> [Exercise text]:
▬▬▬▬▬▬▬▬▬▬

But today, the industry is struggling to provide adequate and reliable service, Oberman said. Although the industry was hit with the same problems brought on by the pandemic, the Class Is’ recent business practices “have undermined industry preparedness and service reliability,” he said. 

The Class Is’ “significant” labor cuts prior to the pandemic left holes in the railroads’ ability to turn around quickly once volume demand bounced back, he added. 

“It is clear the four largest U.S. Class I railroads’ earlier assurances about having sufficient employees, locomotives and rail cars to meet service demand going forward were incorrect,” said Oberman, adding that not all Class Is have had the same problems.  

Also, some rail users have reported to the board that short lines and regionals have been more responsive to customers’ needs “despite facing many of the same external forces,” Oberman added.

▬▬▬▬▬▬▬▬▬▬

> [Entries supplied]:
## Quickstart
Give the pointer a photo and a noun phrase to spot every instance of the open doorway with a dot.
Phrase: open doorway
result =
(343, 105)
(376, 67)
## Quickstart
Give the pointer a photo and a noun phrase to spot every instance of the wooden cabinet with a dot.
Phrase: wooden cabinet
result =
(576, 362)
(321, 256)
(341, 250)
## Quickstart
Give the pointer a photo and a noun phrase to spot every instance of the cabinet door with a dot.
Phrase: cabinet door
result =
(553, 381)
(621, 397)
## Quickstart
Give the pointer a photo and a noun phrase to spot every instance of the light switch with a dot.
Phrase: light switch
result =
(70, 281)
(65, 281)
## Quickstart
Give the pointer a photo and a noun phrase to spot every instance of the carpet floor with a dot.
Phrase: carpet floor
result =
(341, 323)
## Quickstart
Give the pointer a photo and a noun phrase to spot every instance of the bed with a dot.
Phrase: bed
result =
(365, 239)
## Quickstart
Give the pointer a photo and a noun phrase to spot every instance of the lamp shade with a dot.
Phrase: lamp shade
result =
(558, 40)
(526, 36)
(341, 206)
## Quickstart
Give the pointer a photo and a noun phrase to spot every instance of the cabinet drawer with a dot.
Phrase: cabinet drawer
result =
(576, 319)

▬▬▬▬▬▬▬▬▬▬

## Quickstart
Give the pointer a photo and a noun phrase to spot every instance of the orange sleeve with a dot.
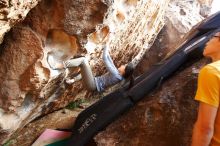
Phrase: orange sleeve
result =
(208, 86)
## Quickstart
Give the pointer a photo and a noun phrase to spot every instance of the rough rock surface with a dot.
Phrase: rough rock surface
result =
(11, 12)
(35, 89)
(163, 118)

▬▬▬▬▬▬▬▬▬▬

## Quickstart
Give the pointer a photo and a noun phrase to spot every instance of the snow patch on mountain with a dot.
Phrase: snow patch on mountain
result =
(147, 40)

▬▬▬▬▬▬▬▬▬▬

> [Assigned task A]: In the rail service text, retype the passage between "But today, the" and "the same problems.", inclusive.
> [Assigned task B]: Shorten the paragraph of the rail service text that opens "But today, the industry is struggling" while keeping its main facts.
> [Assigned task C]: According to the rail service text, the four largest U.S. Class I railroads once gave assurances that they had sufficient amounts of certain things. List those things.
The entries come from a separate source and are unrelated to the rail service text.

> [Answer area A]:
But today, the industry is struggling to provide adequate and reliable service, Oberman said. Although the industry was hit with the same problems brought on by the pandemic, the Class Is’ recent business practices “have undermined industry preparedness and service reliability,” he said. 

The Class Is’ “significant” labor cuts prior to the pandemic left holes in the railroads’ ability to turn around quickly once volume demand bounced back, he added. 

“It is clear the four largest U.S. Class I railroads’ earlier assurances about having sufficient employees, locomotives and rail cars to meet service demand going forward were incorrect,” said Oberman, adding that not all Class Is have had the same problems.

> [Answer area B]: Oberman said the industry now struggles to provide adequate, reliable service. He said the pandemic hit the whole industry with the same problems, but the Class I railroads' recent business practices undermined preparedness and service reliability.

> [Answer area C]:
employees
locomotives
rail cars